- [WHAT IS REQUIRED] Which lines in the records below include the word "white"? Report each of them in full.

==============================

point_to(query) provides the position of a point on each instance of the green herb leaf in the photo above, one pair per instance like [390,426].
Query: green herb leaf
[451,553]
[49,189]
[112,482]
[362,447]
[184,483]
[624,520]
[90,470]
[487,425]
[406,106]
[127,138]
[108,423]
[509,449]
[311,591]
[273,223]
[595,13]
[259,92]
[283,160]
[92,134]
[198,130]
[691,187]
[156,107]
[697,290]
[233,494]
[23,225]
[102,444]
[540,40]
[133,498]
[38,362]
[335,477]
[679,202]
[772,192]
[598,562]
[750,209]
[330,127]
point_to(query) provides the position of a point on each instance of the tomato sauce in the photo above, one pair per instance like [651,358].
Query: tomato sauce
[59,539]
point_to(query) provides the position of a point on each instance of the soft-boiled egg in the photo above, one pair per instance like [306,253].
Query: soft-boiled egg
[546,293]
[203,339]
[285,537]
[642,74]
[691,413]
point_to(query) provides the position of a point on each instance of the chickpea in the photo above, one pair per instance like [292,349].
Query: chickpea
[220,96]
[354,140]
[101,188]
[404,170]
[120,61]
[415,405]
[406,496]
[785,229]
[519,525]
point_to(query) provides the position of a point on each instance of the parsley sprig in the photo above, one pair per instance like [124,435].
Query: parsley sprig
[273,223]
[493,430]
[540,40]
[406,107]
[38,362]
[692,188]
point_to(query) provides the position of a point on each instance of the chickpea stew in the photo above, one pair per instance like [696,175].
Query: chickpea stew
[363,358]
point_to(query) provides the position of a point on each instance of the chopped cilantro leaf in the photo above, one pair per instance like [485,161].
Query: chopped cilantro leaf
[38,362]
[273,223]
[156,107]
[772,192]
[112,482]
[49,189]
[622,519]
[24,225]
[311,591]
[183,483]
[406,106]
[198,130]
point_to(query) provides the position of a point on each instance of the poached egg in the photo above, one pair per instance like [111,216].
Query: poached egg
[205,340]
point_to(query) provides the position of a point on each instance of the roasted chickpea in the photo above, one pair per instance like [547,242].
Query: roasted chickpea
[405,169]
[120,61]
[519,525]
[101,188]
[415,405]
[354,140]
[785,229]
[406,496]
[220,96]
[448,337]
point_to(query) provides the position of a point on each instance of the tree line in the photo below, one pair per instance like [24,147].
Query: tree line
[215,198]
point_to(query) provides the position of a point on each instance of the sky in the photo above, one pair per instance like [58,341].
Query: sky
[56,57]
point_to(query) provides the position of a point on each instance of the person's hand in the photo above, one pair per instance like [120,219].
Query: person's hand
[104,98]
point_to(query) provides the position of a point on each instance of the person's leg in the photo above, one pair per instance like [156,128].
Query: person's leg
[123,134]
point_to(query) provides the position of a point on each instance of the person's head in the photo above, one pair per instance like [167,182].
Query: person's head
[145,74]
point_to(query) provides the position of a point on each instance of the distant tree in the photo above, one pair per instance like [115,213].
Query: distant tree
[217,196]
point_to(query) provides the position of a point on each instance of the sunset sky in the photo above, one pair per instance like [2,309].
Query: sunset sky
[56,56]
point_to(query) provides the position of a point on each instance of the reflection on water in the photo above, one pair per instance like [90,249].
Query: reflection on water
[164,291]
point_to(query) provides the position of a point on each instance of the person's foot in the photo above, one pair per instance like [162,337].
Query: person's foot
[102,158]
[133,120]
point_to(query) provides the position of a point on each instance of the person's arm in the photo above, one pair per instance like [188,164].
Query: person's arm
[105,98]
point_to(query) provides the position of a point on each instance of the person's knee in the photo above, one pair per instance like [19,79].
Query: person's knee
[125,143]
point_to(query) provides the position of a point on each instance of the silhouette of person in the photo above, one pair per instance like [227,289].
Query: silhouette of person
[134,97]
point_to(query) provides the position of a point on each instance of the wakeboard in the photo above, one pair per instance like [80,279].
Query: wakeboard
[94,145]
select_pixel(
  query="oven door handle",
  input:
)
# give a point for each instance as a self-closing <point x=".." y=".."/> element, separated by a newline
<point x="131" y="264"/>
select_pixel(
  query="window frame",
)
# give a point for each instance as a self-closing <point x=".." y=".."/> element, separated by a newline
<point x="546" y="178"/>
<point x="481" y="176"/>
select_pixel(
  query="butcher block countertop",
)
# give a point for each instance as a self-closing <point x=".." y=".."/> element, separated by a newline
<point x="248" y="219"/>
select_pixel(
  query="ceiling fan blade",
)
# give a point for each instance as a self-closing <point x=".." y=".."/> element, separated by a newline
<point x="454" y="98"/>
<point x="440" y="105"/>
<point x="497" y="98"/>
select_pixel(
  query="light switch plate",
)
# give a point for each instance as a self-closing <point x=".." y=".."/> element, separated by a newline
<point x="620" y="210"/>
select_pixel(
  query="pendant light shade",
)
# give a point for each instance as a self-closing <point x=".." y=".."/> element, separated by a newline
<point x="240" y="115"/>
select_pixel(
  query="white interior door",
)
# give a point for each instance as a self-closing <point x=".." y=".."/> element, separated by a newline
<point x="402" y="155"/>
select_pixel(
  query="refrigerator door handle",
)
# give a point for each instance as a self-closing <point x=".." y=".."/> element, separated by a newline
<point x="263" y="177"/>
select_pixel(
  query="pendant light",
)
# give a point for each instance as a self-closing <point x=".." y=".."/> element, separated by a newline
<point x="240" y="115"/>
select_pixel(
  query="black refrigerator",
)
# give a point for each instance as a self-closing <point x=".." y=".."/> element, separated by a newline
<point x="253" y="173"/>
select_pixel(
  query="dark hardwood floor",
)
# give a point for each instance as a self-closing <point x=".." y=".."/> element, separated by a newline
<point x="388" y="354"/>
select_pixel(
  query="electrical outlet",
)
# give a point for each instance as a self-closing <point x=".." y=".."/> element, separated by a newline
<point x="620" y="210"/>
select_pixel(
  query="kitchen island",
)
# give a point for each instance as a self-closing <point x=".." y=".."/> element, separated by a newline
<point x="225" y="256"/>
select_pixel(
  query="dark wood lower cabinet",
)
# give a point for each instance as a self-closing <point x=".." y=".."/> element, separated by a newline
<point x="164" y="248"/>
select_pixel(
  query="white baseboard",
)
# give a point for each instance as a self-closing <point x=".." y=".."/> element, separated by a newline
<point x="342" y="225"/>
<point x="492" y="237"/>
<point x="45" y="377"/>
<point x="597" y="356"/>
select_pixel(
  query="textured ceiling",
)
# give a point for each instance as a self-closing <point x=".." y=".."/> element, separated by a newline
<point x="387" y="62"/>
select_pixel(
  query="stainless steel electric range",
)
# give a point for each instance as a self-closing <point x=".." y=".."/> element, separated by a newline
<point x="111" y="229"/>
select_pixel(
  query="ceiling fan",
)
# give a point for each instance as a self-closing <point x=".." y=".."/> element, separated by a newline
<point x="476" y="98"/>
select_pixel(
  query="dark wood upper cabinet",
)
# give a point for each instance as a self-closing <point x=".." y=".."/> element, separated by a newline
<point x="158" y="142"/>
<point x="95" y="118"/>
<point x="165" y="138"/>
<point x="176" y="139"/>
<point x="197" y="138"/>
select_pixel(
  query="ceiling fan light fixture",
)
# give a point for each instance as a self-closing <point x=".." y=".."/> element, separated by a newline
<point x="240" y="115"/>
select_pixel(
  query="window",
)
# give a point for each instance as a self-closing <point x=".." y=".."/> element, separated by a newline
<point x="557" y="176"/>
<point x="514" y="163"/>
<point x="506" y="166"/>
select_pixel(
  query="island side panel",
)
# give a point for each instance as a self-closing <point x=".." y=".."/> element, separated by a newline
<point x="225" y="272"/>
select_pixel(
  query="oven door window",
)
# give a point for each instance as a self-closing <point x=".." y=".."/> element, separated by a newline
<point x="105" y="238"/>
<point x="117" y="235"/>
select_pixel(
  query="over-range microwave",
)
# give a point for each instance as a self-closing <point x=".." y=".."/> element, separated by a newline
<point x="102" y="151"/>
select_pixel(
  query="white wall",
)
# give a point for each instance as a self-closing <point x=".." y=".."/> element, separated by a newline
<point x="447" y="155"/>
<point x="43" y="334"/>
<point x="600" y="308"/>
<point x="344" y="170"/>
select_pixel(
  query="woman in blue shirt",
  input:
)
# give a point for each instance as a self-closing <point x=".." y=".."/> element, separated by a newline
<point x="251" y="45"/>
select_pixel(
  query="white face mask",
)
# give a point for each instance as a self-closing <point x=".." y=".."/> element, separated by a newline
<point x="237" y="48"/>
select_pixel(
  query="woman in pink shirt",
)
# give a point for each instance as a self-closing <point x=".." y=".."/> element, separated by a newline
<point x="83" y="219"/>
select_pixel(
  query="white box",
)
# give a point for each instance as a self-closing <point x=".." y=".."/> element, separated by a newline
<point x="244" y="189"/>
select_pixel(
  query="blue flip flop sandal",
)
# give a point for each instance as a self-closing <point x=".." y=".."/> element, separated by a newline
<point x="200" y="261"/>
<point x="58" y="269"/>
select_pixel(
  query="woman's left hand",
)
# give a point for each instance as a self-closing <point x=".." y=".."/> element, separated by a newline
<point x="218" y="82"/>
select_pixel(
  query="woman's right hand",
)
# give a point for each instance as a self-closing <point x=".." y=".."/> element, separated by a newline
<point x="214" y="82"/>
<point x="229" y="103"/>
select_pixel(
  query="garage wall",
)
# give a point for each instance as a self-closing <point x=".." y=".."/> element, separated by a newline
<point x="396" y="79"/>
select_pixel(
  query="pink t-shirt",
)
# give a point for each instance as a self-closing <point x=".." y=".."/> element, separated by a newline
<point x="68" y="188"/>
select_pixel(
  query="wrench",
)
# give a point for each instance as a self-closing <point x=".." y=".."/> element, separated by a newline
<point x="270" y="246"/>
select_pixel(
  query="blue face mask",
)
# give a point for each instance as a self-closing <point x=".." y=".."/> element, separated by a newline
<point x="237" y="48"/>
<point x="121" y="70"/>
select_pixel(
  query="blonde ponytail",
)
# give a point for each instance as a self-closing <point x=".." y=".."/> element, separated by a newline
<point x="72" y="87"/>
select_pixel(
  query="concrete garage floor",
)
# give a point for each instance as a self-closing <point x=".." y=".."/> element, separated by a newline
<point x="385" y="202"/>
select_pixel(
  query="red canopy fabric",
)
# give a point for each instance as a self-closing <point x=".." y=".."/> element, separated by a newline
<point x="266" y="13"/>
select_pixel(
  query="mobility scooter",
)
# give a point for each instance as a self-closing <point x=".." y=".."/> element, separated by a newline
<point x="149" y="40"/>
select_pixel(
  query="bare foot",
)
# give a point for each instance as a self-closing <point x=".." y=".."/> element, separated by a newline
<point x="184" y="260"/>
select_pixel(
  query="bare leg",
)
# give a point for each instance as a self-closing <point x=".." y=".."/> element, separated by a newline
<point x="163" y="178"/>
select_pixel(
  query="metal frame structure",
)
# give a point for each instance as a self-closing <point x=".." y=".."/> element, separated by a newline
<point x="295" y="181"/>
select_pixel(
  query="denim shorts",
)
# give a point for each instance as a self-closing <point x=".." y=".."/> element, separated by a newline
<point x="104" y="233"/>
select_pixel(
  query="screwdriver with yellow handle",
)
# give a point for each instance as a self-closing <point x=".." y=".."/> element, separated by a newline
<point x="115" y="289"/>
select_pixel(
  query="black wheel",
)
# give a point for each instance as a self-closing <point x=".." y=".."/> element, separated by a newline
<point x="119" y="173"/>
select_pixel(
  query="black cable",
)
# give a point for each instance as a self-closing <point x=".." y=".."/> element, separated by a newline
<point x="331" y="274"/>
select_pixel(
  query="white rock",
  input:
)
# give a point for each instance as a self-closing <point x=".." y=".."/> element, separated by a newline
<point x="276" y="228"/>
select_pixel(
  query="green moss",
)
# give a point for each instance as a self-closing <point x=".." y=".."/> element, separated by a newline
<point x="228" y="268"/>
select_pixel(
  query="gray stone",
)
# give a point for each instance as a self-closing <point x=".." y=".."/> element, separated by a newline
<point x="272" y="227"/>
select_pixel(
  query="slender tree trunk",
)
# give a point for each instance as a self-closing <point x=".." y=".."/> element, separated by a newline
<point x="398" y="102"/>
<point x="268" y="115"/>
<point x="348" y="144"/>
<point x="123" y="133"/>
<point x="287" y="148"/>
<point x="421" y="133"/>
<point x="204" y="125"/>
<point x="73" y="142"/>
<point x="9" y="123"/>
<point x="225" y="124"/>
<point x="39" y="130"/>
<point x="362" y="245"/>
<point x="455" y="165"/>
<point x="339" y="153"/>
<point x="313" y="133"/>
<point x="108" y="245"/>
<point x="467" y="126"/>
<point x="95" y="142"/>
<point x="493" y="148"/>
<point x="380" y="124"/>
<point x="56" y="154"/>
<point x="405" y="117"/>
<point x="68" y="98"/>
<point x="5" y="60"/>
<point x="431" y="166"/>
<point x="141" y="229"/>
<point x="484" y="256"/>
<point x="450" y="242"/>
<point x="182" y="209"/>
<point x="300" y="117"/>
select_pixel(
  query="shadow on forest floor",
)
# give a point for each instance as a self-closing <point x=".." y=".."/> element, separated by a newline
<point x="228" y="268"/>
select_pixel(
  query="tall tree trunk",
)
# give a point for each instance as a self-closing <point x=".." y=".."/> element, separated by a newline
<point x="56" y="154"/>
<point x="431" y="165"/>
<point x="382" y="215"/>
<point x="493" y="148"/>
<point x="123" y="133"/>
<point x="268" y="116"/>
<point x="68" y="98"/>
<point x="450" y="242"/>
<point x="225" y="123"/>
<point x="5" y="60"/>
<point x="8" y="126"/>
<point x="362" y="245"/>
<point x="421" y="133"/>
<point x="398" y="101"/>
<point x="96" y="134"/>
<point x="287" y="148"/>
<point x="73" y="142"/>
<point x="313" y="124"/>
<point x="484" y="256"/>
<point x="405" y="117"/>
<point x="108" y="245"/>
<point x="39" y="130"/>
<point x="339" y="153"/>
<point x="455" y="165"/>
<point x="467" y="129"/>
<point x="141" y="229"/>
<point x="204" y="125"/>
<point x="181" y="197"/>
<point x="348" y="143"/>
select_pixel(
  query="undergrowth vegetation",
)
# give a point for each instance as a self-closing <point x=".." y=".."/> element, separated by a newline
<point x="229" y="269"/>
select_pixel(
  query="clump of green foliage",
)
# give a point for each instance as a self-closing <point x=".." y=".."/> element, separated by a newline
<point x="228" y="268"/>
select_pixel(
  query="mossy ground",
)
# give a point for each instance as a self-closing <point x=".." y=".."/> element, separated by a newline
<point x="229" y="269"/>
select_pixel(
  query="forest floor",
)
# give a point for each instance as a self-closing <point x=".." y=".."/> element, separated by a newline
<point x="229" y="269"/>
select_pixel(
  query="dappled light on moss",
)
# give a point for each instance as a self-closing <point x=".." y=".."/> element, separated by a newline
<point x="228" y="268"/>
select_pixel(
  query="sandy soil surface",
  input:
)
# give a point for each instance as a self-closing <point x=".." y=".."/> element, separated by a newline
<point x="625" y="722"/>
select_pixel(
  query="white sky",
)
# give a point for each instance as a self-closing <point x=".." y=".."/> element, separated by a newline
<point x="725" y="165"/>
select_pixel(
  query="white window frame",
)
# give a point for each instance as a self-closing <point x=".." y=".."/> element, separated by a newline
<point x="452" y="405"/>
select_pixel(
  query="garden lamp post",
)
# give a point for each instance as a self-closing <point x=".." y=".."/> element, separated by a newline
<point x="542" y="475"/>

==============================

- [RESPONSE TO THE TASK]
  query="white interior door",
  query="white baseboard",
  query="white wall",
  query="white face mask",
  query="white box",
  query="white rock",
  query="white sky",
  query="white window frame",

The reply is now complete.